▸ **What needs to be done**: Reproduce all the rows below, requests included, multiplying every coordinate in the answers by 0.2 and rounding each to the nearest whole number, with halves rounded up. Omit the pictures.

==== Records for the task ====

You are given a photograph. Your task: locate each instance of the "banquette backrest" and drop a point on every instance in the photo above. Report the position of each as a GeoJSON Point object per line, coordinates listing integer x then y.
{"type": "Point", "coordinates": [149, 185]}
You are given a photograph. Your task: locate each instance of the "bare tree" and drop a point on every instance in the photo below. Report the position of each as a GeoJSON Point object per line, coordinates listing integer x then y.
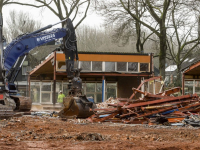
{"type": "Point", "coordinates": [75, 9]}
{"type": "Point", "coordinates": [183, 36]}
{"type": "Point", "coordinates": [98, 39]}
{"type": "Point", "coordinates": [19, 23]}
{"type": "Point", "coordinates": [126, 27]}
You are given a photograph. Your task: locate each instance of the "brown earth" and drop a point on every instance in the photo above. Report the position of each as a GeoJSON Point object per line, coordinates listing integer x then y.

====

▸ **Correct result**:
You are given a photograph. Your task: locate each instance of the "banquette backrest" and drop a point on every instance in the photo above. Report the position of each as a GeoJSON Point object per line, coordinates listing integer x then y.
{"type": "Point", "coordinates": [30, 37]}
You are given a photograph. Your task: locate each instance of the "bare tree" and drop a point on every instance in the photo below. Report the position of each as a GeoJSON Point object per line, coordinates listing integer x then y.
{"type": "Point", "coordinates": [15, 2]}
{"type": "Point", "coordinates": [37, 7]}
{"type": "Point", "coordinates": [20, 8]}
{"type": "Point", "coordinates": [4, 5]}
{"type": "Point", "coordinates": [25, 5]}
You are given a photograph. Your task: locate each instance of the "brown earth" and drop a point on every instance in the photo above. Report the position of each as a GeoJSON Point object per line, coordinates listing integer x then y.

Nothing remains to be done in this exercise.